= Set task =
Print every line of the records below, unchanged and in the same order.

= Record list =
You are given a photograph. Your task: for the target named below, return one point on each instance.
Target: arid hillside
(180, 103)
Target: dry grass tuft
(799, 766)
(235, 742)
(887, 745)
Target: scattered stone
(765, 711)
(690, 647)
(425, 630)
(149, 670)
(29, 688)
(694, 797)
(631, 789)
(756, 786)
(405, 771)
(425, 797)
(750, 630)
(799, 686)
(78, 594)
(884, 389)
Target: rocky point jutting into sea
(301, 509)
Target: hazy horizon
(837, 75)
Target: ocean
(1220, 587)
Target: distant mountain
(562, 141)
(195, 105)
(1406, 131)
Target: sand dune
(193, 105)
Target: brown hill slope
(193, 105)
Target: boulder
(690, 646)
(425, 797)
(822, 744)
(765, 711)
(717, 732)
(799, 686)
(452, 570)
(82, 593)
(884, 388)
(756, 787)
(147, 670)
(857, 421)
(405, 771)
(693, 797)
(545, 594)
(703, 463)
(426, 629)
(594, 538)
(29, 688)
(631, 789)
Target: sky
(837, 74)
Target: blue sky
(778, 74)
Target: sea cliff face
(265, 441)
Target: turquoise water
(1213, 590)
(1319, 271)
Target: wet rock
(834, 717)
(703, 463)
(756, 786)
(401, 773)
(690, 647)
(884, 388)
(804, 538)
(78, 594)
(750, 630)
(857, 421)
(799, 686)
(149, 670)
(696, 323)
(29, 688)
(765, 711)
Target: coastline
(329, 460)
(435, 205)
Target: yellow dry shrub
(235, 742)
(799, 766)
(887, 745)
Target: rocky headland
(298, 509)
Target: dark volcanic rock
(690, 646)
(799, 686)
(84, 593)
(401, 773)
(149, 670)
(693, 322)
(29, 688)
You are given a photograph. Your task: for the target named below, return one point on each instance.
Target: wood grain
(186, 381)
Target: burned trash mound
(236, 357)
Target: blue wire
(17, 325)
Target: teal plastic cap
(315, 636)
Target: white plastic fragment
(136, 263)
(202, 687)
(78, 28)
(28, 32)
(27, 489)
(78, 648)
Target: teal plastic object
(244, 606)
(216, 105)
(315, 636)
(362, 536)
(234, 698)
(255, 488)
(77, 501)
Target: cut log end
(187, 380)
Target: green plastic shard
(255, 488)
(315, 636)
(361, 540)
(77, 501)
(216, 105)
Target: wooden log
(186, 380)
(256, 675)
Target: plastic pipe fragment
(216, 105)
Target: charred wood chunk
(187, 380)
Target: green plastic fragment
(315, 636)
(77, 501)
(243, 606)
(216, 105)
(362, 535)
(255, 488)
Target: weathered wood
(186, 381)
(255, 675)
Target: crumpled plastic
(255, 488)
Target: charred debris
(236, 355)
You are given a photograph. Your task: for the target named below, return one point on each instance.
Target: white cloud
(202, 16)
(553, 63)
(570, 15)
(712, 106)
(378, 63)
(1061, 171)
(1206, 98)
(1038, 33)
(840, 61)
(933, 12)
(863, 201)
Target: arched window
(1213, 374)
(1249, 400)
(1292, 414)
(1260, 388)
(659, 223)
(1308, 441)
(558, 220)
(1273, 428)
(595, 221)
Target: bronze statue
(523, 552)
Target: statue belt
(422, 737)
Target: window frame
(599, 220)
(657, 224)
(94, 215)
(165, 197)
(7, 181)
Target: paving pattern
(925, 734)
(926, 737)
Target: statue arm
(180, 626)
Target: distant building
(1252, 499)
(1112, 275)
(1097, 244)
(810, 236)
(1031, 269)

= Written answer =
You are given a photograph. Your task: for the target named below, return one point on each instance.
Target: arid hillside
(180, 103)
Target: dry grass tuft
(799, 766)
(235, 742)
(887, 745)
Target: scattered stone
(765, 711)
(690, 647)
(425, 630)
(149, 670)
(29, 688)
(694, 797)
(631, 789)
(756, 786)
(405, 771)
(425, 797)
(750, 630)
(799, 686)
(78, 594)
(884, 389)
Target: rocky point jutting into sea
(301, 509)
Target: hazy horizon
(837, 75)
Target: ocean
(1220, 587)
Target: distant mountain
(562, 141)
(195, 105)
(1406, 131)
Target: sand dune
(193, 105)
Target: brown hill slope
(193, 105)
Target: boulder
(690, 646)
(425, 797)
(822, 744)
(765, 711)
(717, 732)
(799, 686)
(452, 570)
(82, 593)
(884, 388)
(756, 787)
(147, 670)
(857, 421)
(405, 771)
(693, 797)
(545, 594)
(703, 463)
(426, 629)
(594, 538)
(29, 688)
(631, 789)
Target: sky
(837, 74)
Target: blue sky
(778, 74)
Target: sea cliff face
(265, 441)
Target: turquoise water
(1213, 590)
(1319, 271)
Target: wet rock
(834, 717)
(703, 463)
(756, 786)
(401, 773)
(690, 647)
(884, 388)
(804, 538)
(78, 594)
(750, 630)
(857, 421)
(799, 686)
(149, 670)
(696, 323)
(29, 688)
(765, 711)
Target: coastline
(329, 460)
(435, 205)
Target: yellow dry shrub
(235, 742)
(799, 766)
(887, 745)
Target: rocky headland
(298, 509)
Target: dark volcanic rock
(690, 646)
(799, 686)
(84, 593)
(401, 773)
(149, 670)
(693, 322)
(29, 688)
You are given a photograph. Your task: for the target named below, return one point on each instance.
Target: wood grain
(186, 381)
Target: burned trash mound
(236, 357)
Target: blue wire
(17, 325)
Target: teal plastic cap
(315, 636)
Target: white plastic fragment
(136, 263)
(202, 687)
(78, 28)
(28, 32)
(27, 489)
(78, 648)
Target: teal plastic object
(244, 606)
(216, 105)
(315, 636)
(362, 536)
(234, 698)
(255, 488)
(77, 501)
Target: cut log end
(187, 380)
Target: green plastic shard
(255, 488)
(315, 636)
(361, 540)
(77, 501)
(216, 105)
Target: wooden log
(186, 380)
(256, 675)
Target: plastic pipe fragment
(216, 105)
Target: charred wood chunk
(187, 380)
Target: green plastic fragment
(315, 636)
(77, 501)
(243, 606)
(216, 105)
(362, 535)
(255, 488)
Target: weathered wood
(186, 381)
(255, 675)
Target: crumpled plastic
(255, 488)
Target: charred debris
(236, 355)
You are given a photograph. Your task: for the target named below, return one point on each instance.
Target: white cloud
(202, 16)
(553, 63)
(570, 15)
(712, 106)
(378, 63)
(1061, 171)
(1206, 98)
(1038, 33)
(840, 61)
(933, 12)
(863, 201)
Target: arched window
(1213, 374)
(1249, 400)
(1292, 414)
(1260, 388)
(659, 223)
(1308, 441)
(558, 220)
(1273, 428)
(595, 221)
Target: bronze statue
(523, 552)
Target: statue belt
(422, 737)
Target: window frame
(599, 220)
(657, 224)
(94, 215)
(165, 197)
(7, 181)
Target: paving pattern
(925, 734)
(926, 737)
Target: statue arm
(180, 626)
Target: distant building
(1252, 499)
(1112, 275)
(1097, 244)
(810, 236)
(1031, 269)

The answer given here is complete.